課題:
1. 次の(a)〜(c)が抜粋の内容と合うかどうか、それぞれ「はい」か「いいえ」で答えよ。判断の決め手となる抜粋の語句を、そのまま引用して添えること。
(a) 年齢別の情報では、80歳を超えたあたりからグラフが横ばいかやや下降するパターンが報告されている。
(b) この傾向は、医療の進歩や検診受診率の変化によって十分に説明できるとされている。
(c) 研究者たちは、答えを求めてまず幹細胞と鉄の役割に注目した。
2. 抜粋から、「80代以降の高齢で「がんリスク」が低下する場合がある」と「ない」という意見もあります。」のあいだの部分を、両端も含めて一字も変えずに書き出せ。

抜粋:
↓

80代以降の高齢で「がんリスク」が低下する場合がある
がんは加齢とともに発症リスクが高まる病気として広く知られています。
実際、多くの疫学調査でも、40代や50代に比べると60代から70代でがんと診断されるケースが急増することが示されています。
ところが、こうしたデータをさらに詳しく分析すると、80代以降になると「がんの発症率がむしろ低下する」という興味深い結果が浮かび上がってきます。
たとえば、国や自治体が公表している年齢別・部位別の情報を見ても、70代までは右肩上がりだったグラフが、80歳を超えたあたりから横ばい、もしくはやや下降するパターンがしばしば報告されているのです。
この傾向は、医療の進歩や検診受診率の変化だけでは十分には説明しきれず、長らく“謎”の一つとされてきました。
たとえば「他の疾患で先に亡くなる(競合リスク)ために統計上がんが減って見える」という説や、「非常に高齢になると検査を控える傾向があるため、単に“見つかっていない”だけかもしれない」という意見もあります。
しかしながら、それだけでは説明がつかない生物学的な背景が存在する可能性が指摘されてきたのです。
そして近年、「80代を超えると体の中で何らかの生物学的メカニズムががん発症を抑制しているのではないか?」という仮説が注目を集め始めました。
がんは細胞の遺伝子異常が重なって生まれる病気であり、加齢によって細胞の機能が全般的に衰えると同時に、ゲノム異常も蓄積しやすくなると考えられてきました。
にもかかわらず発症率が下がるという事実は、一見すると矛盾した現象とも言えます。
そこで今回、ケンブリッジ大学を含む研究チームはマウス実験により、高齢者ががんになりにくくなる生物学的な要因を探すことにしました。
なぜ高齢になると、がんリスクが下がる場合があるのか?
答えを求めるため、研究者たちはまず幹細胞と鉄の役割に注目しました。
がん研究の分野では、「自己増殖能・分化能を持つ細胞、すなわち幹細胞や前駆細胞が変異を獲得することでがんが生じる」という見方が一般的になっています。
つまり、体内で重要なポジションを持っている“幹細胞性が強い細胞”ががん化することが問題だというわけです。

↑

提示データ:
↓

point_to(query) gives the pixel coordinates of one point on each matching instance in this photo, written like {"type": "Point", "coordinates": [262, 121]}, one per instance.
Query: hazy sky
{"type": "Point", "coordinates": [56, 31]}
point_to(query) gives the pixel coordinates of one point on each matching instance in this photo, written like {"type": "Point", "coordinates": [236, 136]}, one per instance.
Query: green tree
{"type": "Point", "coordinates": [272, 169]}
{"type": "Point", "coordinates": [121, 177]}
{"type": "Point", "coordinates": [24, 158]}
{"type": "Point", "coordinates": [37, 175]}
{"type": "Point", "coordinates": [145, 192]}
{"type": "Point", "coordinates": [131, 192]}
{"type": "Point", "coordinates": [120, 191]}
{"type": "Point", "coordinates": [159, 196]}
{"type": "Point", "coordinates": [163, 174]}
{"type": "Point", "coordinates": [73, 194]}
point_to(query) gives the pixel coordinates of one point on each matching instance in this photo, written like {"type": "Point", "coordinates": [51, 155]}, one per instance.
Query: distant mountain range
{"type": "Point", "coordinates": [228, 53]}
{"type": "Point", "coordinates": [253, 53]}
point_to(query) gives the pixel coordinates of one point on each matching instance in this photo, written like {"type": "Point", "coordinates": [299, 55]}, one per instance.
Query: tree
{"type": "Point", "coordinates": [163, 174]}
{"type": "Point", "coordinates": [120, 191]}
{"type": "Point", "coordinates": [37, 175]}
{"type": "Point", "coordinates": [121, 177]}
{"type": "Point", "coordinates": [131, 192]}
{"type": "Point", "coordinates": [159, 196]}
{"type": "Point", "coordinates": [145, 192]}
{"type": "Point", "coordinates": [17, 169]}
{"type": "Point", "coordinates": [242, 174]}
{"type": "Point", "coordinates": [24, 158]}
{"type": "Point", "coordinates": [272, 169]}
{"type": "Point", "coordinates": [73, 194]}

↑

解答:
1.
(a) はい。「80歳を超えたあたりから横ばい、もしくはやや下降するパターンがしばしば報告されているのです」
(b) いいえ。「医療の進歩や検診受診率の変化だけでは十分には説明しきれず」
(c) はい。「研究者たちはまず幹細胞と鉄の役割に注目しました」

2.
80代以降の高齢で「がんリスク」が低下する場合がある
がんは加齢とともに発症リスクが高まる病気として広く知られています。
実際、多くの疫学調査でも、40代や50代に比べると60代から70代でがんと診断されるケースが急増することが示されています。
ところが、こうしたデータをさらに詳しく分析すると、80代以降になると「がんの発症率がむしろ低下する」という興味深い結果が浮かび上がってきます。
たとえば、国や自治体が公表している年齢別・部位別の情報を見ても、70代までは右肩上がりだったグラフが、80歳を超えたあたりから横ばい、もしくはやや下降するパターンがしばしば報告されているのです。
この傾向は、医療の進歩や検診受診率の変化だけでは十分には説明しきれず、長らく“謎”の一つとされてきました。
たとえば「他の疾患で先に亡くなる(競合リスク)ために統計上がんが減って見える」という説や、「非常に高齢になると検査を控える傾向があるため、単に“見つかっていない”だけかもしれない」という意見もあります。